◆ Page excerpt ◆
□ □ □ □ □ □ □

Dr Nicholas Courtman
Alfred Landecker Lecturer
Biography
Nicholas Courtman joined King’s in October 2021, after completing his PhD in German Studies from the University of Cambridge earlier in the year. Between January and September 2021 he was a researcher at the Berlin policy thinktank SVR (Expert Council on Integration and Migration), where he worked on questions related to contemporary naturalisation practice and citizenship law policy in Germany.
Nicholas’ current position is funded by the Alfred Landecker Foundation in connection with the Alfred Landecker Lecturer programme.
Research interests and PhD supervision
- The History of the Federal Republic of Germany, especially the History of Citizenship and History of Migration
- German-Language Literature and Culture since 1945
- Post-War History and Culture of German-Speaking Jews
- The History and Culture of the GDR
Nicholas Courtman’s current research project is entitled ‘Citizenship after Hitler: Continuity and Change in the Citizenship Law and Naturalisation Practice of the Federal Republic of Germany since 1949’. The project will examine the development of citizenship law in the wake of National Socialism into the present day. To do this, it will on the one hand examine the files of German state and federal ministries as well as the lower administrative authorities responsible for interpreting and applying citizenship law and the records of legislative processes relating to citizenship. On the other, it will put these into conversation with ego-documents of individuals who went through the naturalisation process and the papers of civil society organisations involved in the public and political contestation of the regulation of citizenship.

□ □ □ □ □ □ □

◆ Actions to take ◆
1: List the research interests given in the profile of Nicholas Courtman.
2: Copy word for word the part of the profile that opens with the words containing "Dr Nicholas Courtman" and closes with "policy in Germany.".

□ □ □ □ □ □ □

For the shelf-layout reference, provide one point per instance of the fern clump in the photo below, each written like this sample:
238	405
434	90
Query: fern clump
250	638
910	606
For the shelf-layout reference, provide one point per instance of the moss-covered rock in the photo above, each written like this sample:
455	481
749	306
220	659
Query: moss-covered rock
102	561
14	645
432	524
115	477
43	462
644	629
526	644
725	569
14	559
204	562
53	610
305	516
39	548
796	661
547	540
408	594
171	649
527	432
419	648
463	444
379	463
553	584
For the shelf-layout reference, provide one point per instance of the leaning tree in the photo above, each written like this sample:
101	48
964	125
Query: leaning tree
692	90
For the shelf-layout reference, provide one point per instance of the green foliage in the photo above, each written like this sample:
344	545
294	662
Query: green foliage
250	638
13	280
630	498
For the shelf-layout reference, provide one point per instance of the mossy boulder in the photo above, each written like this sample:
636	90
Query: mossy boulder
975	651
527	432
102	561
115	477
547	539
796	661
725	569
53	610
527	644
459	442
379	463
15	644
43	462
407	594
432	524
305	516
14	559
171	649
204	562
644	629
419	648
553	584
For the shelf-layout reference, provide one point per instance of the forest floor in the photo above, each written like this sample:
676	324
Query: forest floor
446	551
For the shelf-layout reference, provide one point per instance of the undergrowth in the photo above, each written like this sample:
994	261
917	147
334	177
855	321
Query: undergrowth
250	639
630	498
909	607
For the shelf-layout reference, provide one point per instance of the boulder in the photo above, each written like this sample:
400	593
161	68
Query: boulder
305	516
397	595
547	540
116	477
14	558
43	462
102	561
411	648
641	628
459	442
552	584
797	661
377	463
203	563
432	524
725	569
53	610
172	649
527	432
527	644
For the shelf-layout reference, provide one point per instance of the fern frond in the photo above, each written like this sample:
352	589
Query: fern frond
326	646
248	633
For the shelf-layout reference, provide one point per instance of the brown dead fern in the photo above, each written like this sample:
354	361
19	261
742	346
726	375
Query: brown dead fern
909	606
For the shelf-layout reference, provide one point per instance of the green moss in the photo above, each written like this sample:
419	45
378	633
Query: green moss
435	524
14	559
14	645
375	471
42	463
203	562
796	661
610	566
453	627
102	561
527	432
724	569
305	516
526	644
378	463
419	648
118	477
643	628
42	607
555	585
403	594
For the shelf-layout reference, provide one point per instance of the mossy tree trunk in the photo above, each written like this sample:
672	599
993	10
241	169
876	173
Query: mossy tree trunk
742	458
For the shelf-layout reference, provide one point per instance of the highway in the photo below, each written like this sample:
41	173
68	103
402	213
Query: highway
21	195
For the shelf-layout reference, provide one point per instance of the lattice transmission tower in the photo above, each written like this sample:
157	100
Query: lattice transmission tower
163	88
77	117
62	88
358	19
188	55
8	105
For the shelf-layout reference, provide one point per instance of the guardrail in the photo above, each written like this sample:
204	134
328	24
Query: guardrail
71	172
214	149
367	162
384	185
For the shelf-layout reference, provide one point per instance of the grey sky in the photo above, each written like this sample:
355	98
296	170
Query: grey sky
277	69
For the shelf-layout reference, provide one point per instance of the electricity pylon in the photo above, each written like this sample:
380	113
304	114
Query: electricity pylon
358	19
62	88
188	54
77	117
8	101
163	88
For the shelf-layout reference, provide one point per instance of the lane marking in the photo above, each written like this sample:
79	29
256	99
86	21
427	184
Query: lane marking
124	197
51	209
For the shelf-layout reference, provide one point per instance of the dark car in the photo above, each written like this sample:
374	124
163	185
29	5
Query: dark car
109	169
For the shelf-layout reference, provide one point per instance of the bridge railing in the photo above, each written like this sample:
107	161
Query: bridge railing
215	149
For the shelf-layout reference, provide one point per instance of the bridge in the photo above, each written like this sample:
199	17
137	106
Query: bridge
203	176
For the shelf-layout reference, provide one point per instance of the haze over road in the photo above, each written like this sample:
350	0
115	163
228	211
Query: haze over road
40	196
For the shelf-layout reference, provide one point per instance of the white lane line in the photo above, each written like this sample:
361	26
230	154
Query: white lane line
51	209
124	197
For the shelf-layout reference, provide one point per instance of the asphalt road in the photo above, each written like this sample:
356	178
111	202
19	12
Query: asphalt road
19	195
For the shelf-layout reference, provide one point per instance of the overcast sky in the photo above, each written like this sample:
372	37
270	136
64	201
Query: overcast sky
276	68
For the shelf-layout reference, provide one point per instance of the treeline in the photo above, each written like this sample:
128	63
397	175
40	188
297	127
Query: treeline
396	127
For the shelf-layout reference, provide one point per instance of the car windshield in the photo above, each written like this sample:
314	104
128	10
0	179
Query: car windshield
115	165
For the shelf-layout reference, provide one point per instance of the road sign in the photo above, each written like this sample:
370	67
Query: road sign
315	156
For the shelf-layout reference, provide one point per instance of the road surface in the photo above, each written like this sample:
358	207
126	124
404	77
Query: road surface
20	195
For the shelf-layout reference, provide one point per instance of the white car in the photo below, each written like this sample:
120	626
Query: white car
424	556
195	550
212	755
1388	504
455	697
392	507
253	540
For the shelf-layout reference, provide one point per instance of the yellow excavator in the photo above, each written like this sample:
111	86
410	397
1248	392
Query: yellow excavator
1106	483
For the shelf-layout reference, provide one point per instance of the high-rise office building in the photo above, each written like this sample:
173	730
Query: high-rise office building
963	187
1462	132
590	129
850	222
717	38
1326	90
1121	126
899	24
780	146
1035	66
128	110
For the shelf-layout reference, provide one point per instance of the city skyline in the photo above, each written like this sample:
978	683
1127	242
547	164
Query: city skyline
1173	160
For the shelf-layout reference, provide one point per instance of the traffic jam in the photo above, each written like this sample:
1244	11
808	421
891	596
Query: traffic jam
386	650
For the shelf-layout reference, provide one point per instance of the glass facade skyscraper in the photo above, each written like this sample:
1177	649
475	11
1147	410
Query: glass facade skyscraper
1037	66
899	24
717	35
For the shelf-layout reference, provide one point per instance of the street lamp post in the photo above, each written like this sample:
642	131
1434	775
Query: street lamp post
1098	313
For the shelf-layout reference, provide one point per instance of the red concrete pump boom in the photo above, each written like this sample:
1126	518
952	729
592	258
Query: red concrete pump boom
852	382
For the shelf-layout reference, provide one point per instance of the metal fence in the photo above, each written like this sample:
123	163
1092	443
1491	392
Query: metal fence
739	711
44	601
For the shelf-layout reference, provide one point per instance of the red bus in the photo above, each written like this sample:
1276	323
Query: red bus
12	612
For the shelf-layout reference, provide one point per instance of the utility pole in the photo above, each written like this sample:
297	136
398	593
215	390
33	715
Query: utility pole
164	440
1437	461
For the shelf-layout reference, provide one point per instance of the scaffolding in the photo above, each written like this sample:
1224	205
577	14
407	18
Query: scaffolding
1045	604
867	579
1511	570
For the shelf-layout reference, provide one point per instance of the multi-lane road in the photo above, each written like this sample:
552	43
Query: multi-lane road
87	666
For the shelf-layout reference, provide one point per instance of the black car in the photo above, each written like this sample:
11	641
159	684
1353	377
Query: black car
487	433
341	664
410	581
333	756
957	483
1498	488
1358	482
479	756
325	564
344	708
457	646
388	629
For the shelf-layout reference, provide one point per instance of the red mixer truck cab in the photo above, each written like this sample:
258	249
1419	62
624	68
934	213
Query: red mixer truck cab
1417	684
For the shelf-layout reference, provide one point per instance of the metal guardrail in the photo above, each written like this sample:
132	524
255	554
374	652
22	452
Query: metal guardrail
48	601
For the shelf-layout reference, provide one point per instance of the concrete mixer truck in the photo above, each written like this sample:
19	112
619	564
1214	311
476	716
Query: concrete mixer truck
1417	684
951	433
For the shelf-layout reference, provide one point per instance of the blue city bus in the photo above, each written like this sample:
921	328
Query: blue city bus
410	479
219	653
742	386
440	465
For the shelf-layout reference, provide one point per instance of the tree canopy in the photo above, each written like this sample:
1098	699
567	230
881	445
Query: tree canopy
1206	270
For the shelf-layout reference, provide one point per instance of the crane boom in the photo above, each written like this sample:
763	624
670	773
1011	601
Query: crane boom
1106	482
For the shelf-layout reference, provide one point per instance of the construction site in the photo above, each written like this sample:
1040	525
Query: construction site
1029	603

□ □ □ □ □ □ □

◆ Solution set ◆
1:
- The History of the Federal Republic of Germany, especially the History of Citizenship and History of Migration
- German-Language Literature and Culture since 1945
- Post-War History and Culture of German-Speaking Jews
- The History and Culture of the GDR

2:
Dr Nicholas Courtman
Alfred Landecker Lecturer
Biography
Nicholas Courtman joined King’s in October 2021, after completing his PhD in German Studies from the University of Cambridge earlier in the year. Between January and September 2021 he was a researcher at the Berlin policy thinktank SVR (Expert Council on Integration and Migration), where he worked on questions related to contemporary naturalisation practice and citizenship law policy in Germany.